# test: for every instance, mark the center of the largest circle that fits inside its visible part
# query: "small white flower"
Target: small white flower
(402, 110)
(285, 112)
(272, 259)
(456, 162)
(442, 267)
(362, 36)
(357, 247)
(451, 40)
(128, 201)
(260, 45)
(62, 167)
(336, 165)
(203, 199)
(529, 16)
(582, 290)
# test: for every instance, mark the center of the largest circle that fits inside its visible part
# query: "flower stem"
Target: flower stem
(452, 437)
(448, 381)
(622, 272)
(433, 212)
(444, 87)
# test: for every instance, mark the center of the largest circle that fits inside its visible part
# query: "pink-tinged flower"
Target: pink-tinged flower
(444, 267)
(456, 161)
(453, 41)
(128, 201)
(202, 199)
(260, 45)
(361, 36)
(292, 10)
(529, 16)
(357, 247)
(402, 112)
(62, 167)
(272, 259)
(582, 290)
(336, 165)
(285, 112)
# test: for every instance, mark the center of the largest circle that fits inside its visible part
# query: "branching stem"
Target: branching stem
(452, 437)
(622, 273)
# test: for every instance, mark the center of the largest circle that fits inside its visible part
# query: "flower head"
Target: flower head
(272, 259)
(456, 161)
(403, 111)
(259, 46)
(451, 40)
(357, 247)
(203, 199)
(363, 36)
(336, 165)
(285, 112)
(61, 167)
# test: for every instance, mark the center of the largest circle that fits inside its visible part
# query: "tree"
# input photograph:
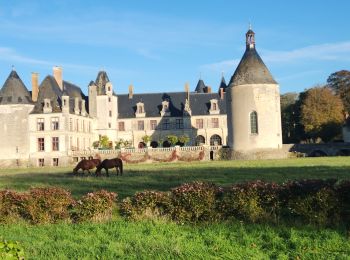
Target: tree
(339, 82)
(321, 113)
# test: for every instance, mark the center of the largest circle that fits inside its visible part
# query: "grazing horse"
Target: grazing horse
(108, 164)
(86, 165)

---

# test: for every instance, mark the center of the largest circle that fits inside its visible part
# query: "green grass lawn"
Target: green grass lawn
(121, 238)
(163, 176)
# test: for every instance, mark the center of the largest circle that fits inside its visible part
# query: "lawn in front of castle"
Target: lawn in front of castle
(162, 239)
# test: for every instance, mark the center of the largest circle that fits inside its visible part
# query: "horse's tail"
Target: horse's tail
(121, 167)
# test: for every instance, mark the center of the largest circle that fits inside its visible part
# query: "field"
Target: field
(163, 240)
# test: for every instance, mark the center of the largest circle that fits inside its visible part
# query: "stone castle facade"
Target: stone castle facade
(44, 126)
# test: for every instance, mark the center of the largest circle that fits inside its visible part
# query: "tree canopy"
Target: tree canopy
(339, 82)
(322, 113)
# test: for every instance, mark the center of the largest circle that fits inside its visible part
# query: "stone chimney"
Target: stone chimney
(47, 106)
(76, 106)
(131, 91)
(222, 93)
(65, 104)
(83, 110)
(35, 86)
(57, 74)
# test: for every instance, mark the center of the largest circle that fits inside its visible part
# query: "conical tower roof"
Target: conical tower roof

What is being asked
Say the number of lines in the listing that hold "conical", with no added words.

Solution for this exercise
2